### WHAT TO WORK ON
Could you repeat the entries below word for word, leaving nothing out?

### RECORDS SHOWN
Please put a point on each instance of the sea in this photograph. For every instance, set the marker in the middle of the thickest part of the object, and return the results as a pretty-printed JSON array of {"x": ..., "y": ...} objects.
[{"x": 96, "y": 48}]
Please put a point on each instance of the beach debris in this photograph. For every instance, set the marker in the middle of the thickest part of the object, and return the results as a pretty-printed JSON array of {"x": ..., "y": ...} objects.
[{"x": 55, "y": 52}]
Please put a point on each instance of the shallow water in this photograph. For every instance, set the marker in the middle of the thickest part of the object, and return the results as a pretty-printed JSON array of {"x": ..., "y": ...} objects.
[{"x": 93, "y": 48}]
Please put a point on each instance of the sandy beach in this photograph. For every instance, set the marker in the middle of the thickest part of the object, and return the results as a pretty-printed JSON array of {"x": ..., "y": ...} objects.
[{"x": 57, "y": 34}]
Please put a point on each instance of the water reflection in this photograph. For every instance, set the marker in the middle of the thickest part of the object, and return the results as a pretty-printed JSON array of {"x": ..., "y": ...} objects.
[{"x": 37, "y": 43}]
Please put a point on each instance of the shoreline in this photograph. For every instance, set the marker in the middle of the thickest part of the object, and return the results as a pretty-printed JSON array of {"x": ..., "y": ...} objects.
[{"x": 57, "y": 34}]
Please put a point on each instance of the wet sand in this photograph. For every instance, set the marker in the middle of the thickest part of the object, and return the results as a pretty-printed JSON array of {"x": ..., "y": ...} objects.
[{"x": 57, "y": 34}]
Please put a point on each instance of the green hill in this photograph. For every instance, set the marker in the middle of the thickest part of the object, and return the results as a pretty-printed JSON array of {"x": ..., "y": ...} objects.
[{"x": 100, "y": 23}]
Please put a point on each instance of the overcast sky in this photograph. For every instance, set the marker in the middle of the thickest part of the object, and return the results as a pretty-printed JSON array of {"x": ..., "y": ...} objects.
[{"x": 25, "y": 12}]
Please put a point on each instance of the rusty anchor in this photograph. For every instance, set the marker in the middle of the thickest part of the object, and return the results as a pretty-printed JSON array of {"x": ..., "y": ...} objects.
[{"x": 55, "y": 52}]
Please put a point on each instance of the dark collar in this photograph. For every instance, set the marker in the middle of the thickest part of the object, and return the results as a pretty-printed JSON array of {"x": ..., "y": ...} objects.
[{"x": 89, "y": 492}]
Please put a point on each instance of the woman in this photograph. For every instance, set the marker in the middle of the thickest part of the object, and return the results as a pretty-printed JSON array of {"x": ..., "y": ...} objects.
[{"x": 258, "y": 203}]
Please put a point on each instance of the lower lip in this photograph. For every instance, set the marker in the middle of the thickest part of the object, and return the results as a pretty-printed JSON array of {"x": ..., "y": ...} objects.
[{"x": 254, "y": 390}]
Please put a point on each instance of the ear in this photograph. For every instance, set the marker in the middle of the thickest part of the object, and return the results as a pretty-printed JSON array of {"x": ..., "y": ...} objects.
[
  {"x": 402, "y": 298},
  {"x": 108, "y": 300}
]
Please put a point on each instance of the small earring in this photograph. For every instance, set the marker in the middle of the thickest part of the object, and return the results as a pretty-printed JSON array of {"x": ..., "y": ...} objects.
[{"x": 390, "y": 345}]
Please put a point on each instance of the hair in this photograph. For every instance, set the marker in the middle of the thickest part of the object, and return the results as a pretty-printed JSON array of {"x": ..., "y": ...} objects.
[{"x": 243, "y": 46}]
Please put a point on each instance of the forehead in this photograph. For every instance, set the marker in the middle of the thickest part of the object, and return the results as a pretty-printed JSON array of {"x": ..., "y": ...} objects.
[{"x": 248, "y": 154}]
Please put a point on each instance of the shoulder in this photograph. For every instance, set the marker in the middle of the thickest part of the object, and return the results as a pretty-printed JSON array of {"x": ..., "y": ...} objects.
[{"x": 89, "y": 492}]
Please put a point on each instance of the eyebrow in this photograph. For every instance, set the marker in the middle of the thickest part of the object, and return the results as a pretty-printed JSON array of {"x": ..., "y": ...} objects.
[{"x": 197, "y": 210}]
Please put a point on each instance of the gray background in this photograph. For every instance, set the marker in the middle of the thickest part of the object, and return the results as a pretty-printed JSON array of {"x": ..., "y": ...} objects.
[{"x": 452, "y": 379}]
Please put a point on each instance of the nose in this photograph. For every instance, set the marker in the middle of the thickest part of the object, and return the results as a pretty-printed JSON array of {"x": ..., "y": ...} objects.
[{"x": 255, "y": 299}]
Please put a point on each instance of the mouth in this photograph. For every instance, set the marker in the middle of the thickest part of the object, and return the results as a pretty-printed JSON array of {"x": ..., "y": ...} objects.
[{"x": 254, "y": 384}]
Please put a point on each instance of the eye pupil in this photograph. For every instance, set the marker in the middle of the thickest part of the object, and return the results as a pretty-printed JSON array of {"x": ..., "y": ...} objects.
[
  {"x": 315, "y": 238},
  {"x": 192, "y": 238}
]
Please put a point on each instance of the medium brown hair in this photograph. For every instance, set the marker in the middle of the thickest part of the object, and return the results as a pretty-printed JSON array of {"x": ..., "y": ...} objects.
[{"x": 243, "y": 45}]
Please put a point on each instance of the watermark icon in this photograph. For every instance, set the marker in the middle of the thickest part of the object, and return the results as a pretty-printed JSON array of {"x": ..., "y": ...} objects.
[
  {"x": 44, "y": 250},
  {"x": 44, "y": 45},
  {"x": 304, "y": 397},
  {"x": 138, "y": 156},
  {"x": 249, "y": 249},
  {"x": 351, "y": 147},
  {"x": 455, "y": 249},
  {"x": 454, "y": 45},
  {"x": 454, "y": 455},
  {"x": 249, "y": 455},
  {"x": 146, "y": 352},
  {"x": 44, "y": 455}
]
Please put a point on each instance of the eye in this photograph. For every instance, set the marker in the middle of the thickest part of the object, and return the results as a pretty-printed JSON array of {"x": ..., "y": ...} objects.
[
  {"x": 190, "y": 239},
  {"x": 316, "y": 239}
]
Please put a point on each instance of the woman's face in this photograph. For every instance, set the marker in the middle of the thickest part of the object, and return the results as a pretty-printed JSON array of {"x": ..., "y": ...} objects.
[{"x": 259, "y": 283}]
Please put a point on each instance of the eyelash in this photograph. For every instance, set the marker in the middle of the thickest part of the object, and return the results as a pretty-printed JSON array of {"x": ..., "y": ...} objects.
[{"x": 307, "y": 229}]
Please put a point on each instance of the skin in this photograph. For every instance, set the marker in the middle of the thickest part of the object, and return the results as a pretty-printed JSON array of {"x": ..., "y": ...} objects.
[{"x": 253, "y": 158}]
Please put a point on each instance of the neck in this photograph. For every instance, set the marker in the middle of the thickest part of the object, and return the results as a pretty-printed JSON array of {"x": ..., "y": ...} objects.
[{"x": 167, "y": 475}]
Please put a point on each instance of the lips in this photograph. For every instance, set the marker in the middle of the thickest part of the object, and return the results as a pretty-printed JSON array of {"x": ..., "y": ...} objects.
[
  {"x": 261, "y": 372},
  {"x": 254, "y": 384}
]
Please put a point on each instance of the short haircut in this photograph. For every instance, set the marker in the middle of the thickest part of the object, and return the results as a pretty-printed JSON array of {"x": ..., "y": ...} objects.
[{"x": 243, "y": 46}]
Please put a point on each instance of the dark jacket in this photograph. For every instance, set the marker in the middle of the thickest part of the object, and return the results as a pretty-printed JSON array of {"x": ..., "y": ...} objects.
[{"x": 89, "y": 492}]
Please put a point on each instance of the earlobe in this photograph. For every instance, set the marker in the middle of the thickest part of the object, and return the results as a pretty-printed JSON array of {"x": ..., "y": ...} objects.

### RESPONSE BOX
Please put a point on each instance of the sea in this photograph. For every instance, set the marker in the middle of the thickest part of the object, and return the results as a pretty-printed JSON array of {"x": ..., "y": ...} objects.
[{"x": 96, "y": 48}]
Please put a point on each instance of the beach debris in this photograph. For every instance, set the marker in the middle of the thickest part of the object, and return the results as a pretty-printed JSON array of {"x": ..., "y": ...} objects.
[{"x": 55, "y": 52}]
Please put a point on each instance of the shallow water in this photograph. For every instance, set the marker in the middle of the thickest part of the object, and return the results as a pretty-printed JSON array of {"x": ..., "y": ...} objects.
[{"x": 93, "y": 48}]
Please put a point on each instance of the sandy beach in this photograph. For every instance, set the marker in the middle of the thickest part of the object, and return the results as a pretty-printed JSON array of {"x": ..., "y": ...} objects.
[{"x": 57, "y": 34}]
Please put a point on each instance of the water reflection in this photograph. For every instance, set the marker in the middle of the thickest part of the object, and return the results as a pretty-printed JSON array of {"x": ..., "y": ...} objects.
[{"x": 37, "y": 43}]
Please put a point on each instance of the shoreline in this photograph. For every instance, set the marker in the middle of the thickest part of the object, and return the results as a pretty-printed JSON array of {"x": ..., "y": ...} objects.
[{"x": 57, "y": 34}]
Please put a point on each instance of the wet sand in this photograph. For every instance, set the marker in the middle of the thickest part of the object, and return the results as a pretty-printed JSON array of {"x": ..., "y": ...} objects.
[{"x": 57, "y": 34}]
Please put a point on each instance of the green hill in this photograph. For every instance, set the marker in the middle of the thickest part of the object, and return the results as a pretty-printed JSON array of {"x": ..., "y": ...} objects.
[{"x": 100, "y": 23}]
Please put a point on each instance of the overcast sky in this photograph. For every instance, set the marker in the middle of the thickest part of the object, and return the results as a pretty-printed JSON array of {"x": ..., "y": ...} objects.
[{"x": 25, "y": 12}]
Please put a point on each instance of the rusty anchor in this photograph. For every instance, set the marker in the middle of the thickest part of the object, and return the results as a pretty-printed JSON array of {"x": ..., "y": ...} objects.
[{"x": 55, "y": 52}]
Please put a point on each instance of the dark collar in this photograph. For every instance, set the marker in the middle of the thickest part of the object, and return the results as a pretty-printed JSON array of {"x": ..., "y": ...} objects.
[{"x": 89, "y": 492}]
Please put a point on each instance of the woman in this photograph. For every instance, set the marker in the middle of the thickest part of the object, and return the results as a pretty-printed JSON array of {"x": ..., "y": ...} objects.
[{"x": 258, "y": 203}]
Please put a point on each instance of the lower lip in this photograph. For every instance, set the marker in the middle of the thickest part of the object, and return the results as a pretty-printed JSON array of {"x": ..., "y": ...} objects.
[{"x": 254, "y": 390}]
Please put a point on each instance of the ear in this photograph. For every instance, set the marker in the middle of the thickest part of the object, and return the results as a pretty-printed JSON array of {"x": ..., "y": ...} objects.
[
  {"x": 402, "y": 298},
  {"x": 108, "y": 300}
]
Please put a point on each instance of the small earring in this photograph. For every instance, set the marker in the middle of the thickest part of the object, and return the results as a pretty-printed JSON array of {"x": ..., "y": ...} objects.
[{"x": 390, "y": 345}]
Please put a point on each instance of the hair in this photograph. For every instance, set the marker in the middle of the thickest part of the object, and return the results as a pretty-printed JSON array of {"x": ..., "y": ...} objects.
[{"x": 243, "y": 46}]
Please put a point on each instance of the forehead in this photograph. For every instance, set the marker in the middle of the thickest part of the object, and return the results as a pretty-printed JSON array of {"x": ..., "y": ...} objects.
[{"x": 248, "y": 154}]
Please put a point on each instance of the shoulder in this photograph. For every instance, set the marker in the middle of the thickest part of the object, and return the results as a pretty-printed JSON array of {"x": ..., "y": ...} objects.
[{"x": 89, "y": 492}]
Please put a point on each instance of the eyebrow in this photograph. For every instance, set the marker in the middle of the thickest part of the object, and return the results as a pretty-printed JSON array of {"x": ..., "y": ...} objects.
[{"x": 197, "y": 210}]
Please put a point on each instance of the gray background in this photograph. For every instance, set the marker in the middle of the thickest part of the object, and return the results as a pretty-printed JSON array of {"x": ..., "y": ...} objects.
[{"x": 452, "y": 379}]
Please put a point on each instance of the nose in this photograph. For every instance, set the marker in the middle of the thickest part of the object, and return the results as a pretty-printed JSON array of {"x": ..., "y": ...} objects.
[{"x": 255, "y": 299}]
Please put a point on each instance of the mouth in this photograph. For every instance, set the marker in the middle of the thickest part of the object, and return the results as a pretty-printed JSON array of {"x": ..., "y": ...} objects.
[{"x": 254, "y": 384}]
Please put a point on each instance of the eye pupil in this photograph. For every instance, set the marker in the middle of the thickest part of the object, and return the results as a pretty-printed JSON array of {"x": ..., "y": ...} objects.
[
  {"x": 315, "y": 238},
  {"x": 192, "y": 238}
]
Please put a point on each instance of the medium brown hair in this photograph. For every instance, set the marker in the middle of the thickest part of the object, and return the results as a pretty-printed JSON array of {"x": ..., "y": ...} objects.
[{"x": 243, "y": 45}]
Please put a point on each instance of the watermark icon in this photograph. For every instance, set the marker in the middle of the thickest part of the object, and return the results as a pretty-printed JSON array of {"x": ..., "y": ...} objects.
[
  {"x": 44, "y": 250},
  {"x": 44, "y": 45},
  {"x": 304, "y": 397},
  {"x": 138, "y": 156},
  {"x": 249, "y": 249},
  {"x": 351, "y": 147},
  {"x": 455, "y": 249},
  {"x": 454, "y": 45},
  {"x": 454, "y": 455},
  {"x": 249, "y": 455},
  {"x": 146, "y": 352},
  {"x": 44, "y": 455}
]
Please put a point on each instance of the eye in this photograph. For every instance, set the marker in the middle of the thickest part of the object, and return the results as a pretty-printed JSON array of {"x": ..., "y": ...} objects.
[
  {"x": 190, "y": 239},
  {"x": 316, "y": 239}
]
Please put a point on each instance of the woman's face in this photograph. For every instance, set the marker in the middle of the thickest part of the object, and return the results as a pretty-printed JSON array of {"x": ..., "y": ...} objects.
[{"x": 259, "y": 283}]
Please put a point on each instance of the eyelash in this photograph. For every instance, set the marker in the middle of the thickest part of the object, and return the results as a pretty-printed JSON array of {"x": ..., "y": ...} objects.
[{"x": 307, "y": 229}]
Please put a point on each instance of the skin in this photograph. For every instance, set the marker in the middle of the thickest part of the object, and return the results as a pretty-printed JSON array of {"x": ..., "y": ...} objects.
[{"x": 253, "y": 158}]
Please put a point on each instance of the neck in this photograph. For every instance, set the marker in the middle of the thickest part of the object, and return the results as a pretty-printed JSON array of {"x": ..., "y": ...} objects.
[{"x": 167, "y": 475}]
Please put a point on each instance of the lips in this photograph. For every instance, set the marker in the middle of the thickest part of the object, and return the results as a pretty-printed JSON array of {"x": ..., "y": ...} objects.
[
  {"x": 261, "y": 372},
  {"x": 254, "y": 384}
]
Please put a point on each instance of the short haircut in this photograph. For every instance, set the marker in the middle of the thickest part of the object, and return the results as a pretty-printed JSON array of {"x": ..., "y": ...} objects.
[{"x": 243, "y": 46}]
Please put a point on each instance of the dark jacket in this photograph. For every instance, set the marker in the middle of the thickest part of the object, and return the results as a pretty-printed JSON array of {"x": ..., "y": ...} objects.
[{"x": 89, "y": 492}]
Please put a point on each instance of the earlobe in this photograph. For every instance, set the marker in the middle of the thickest part of the object, and return the results as a pretty-printed JSON array of {"x": ..., "y": ...} objects.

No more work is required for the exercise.